▶ [Aim of the exercise]
Look through the material below and copy exactly the lines from the line with "pixel 238 200" to the line with "pixel 200 233", those two lines included.

▶ [The data]
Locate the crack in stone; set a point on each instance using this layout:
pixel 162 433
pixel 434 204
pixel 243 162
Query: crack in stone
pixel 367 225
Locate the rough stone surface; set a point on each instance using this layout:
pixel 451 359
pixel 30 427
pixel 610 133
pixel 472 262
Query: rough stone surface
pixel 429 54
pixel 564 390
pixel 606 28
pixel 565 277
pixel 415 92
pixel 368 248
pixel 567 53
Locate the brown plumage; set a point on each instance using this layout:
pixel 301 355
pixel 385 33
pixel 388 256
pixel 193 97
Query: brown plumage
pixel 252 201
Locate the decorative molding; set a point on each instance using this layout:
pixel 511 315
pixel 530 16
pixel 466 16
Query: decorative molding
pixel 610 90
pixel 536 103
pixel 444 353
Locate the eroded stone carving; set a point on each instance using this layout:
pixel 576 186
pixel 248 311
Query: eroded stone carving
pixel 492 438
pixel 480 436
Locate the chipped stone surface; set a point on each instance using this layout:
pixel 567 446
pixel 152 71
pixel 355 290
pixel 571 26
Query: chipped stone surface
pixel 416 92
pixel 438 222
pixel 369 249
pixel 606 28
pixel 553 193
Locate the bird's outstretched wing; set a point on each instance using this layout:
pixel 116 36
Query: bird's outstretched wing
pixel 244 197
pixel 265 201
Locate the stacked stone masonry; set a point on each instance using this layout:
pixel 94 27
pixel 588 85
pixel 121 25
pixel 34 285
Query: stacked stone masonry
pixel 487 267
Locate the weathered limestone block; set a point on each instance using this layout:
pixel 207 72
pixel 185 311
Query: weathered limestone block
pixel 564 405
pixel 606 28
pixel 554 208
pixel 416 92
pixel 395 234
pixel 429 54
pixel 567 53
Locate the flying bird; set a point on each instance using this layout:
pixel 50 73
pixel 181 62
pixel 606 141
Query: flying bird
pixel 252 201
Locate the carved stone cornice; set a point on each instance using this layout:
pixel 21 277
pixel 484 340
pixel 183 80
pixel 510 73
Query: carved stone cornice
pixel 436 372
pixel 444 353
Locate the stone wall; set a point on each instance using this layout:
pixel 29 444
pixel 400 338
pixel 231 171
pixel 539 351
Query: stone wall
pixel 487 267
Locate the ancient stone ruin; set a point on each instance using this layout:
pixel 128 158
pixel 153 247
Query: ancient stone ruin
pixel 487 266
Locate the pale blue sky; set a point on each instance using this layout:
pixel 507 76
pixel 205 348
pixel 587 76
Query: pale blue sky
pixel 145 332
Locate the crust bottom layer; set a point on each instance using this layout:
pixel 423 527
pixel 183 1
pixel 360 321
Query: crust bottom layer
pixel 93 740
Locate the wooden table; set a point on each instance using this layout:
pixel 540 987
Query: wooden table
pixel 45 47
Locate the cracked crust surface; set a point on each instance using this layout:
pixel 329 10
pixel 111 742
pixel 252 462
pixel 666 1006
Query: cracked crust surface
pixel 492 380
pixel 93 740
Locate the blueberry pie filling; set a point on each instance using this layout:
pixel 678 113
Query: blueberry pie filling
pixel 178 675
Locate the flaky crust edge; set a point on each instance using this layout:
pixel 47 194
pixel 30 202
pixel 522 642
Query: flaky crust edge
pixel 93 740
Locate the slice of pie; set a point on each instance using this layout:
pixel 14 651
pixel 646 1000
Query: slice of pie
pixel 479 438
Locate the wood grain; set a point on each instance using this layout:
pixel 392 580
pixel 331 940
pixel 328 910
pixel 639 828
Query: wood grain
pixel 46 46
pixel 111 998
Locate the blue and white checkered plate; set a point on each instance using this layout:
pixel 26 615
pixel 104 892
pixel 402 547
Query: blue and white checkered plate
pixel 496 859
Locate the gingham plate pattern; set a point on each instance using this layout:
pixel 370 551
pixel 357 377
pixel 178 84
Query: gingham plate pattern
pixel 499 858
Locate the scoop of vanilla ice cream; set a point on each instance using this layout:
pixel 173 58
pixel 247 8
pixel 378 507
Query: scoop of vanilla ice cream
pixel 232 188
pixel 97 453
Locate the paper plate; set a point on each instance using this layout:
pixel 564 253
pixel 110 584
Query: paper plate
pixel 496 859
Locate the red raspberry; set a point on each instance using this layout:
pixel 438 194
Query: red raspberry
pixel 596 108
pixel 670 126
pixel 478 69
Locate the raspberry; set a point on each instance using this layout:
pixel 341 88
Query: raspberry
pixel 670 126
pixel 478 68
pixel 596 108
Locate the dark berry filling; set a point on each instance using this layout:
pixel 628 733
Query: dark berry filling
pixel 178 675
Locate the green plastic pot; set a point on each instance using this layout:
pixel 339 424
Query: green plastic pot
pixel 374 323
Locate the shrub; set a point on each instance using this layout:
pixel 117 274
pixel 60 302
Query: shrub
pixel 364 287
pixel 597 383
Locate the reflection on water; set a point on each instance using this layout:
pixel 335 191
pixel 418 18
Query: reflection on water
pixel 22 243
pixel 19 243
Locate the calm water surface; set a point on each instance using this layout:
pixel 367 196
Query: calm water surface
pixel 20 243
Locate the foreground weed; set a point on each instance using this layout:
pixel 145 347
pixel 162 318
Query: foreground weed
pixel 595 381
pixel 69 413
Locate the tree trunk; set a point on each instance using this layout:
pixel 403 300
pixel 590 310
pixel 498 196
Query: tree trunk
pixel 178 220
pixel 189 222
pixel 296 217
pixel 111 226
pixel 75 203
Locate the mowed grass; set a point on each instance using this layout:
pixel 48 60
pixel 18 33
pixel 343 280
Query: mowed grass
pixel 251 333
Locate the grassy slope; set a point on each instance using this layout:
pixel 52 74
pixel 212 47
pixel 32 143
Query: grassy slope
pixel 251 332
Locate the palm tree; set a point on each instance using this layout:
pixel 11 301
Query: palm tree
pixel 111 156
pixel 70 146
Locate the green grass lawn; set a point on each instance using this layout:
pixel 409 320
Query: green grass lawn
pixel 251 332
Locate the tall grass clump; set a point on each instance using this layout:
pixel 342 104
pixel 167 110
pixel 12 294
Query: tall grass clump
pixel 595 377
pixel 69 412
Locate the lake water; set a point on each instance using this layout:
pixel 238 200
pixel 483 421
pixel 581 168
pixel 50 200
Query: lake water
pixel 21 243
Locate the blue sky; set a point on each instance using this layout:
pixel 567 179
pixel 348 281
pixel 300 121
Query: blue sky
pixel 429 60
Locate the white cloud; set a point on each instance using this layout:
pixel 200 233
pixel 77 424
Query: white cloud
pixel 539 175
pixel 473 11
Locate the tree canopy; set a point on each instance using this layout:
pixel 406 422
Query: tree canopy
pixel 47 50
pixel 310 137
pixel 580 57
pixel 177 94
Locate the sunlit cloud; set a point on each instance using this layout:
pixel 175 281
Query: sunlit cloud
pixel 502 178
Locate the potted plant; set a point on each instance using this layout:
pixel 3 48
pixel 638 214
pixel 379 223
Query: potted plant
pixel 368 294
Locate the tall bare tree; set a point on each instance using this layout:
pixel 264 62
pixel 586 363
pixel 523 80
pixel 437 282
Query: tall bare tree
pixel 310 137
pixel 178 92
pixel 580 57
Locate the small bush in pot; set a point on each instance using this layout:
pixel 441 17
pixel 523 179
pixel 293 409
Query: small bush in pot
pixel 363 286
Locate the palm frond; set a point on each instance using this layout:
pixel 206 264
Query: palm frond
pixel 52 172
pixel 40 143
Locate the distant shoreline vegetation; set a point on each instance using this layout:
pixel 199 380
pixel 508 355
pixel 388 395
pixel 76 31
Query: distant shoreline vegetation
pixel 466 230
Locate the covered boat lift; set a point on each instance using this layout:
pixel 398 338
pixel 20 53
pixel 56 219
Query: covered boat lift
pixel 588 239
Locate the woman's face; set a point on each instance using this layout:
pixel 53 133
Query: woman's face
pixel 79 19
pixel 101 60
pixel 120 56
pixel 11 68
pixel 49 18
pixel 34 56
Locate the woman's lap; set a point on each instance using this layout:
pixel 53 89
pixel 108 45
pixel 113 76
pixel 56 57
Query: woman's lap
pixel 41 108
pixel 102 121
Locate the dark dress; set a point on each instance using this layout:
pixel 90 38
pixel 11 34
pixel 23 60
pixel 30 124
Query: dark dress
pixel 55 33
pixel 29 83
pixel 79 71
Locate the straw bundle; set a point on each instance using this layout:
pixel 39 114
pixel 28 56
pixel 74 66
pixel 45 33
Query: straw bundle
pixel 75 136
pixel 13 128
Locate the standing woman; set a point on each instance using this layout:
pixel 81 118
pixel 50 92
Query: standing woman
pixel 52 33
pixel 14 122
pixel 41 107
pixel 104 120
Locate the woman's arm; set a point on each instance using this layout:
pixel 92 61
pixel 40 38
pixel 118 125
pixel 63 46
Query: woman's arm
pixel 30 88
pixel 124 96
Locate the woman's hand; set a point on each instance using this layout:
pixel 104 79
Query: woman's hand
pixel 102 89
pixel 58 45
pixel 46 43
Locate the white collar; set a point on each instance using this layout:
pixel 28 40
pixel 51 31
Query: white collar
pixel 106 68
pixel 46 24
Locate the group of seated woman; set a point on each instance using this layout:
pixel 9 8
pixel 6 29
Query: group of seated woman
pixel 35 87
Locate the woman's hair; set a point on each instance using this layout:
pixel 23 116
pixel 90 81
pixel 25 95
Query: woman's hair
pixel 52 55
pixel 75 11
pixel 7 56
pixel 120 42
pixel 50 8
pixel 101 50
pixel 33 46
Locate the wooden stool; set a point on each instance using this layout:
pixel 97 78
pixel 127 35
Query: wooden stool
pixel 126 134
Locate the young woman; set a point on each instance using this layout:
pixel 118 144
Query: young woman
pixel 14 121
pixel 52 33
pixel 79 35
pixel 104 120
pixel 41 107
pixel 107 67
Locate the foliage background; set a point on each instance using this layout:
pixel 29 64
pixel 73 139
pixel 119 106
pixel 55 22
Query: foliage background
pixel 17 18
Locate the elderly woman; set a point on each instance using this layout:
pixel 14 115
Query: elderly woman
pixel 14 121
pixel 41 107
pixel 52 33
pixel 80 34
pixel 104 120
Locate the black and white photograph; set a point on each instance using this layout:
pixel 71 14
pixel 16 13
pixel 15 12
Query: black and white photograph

▶ [Exercise result]
pixel 238 200
pixel 483 421
pixel 581 168
pixel 50 200
Query: lake water
pixel 21 243
Locate the blue sky; set a point on each instance using this layout:
pixel 567 179
pixel 348 281
pixel 300 121
Query: blue sky
pixel 429 60
Locate the white cloud; set a point on each instance using this layout:
pixel 200 233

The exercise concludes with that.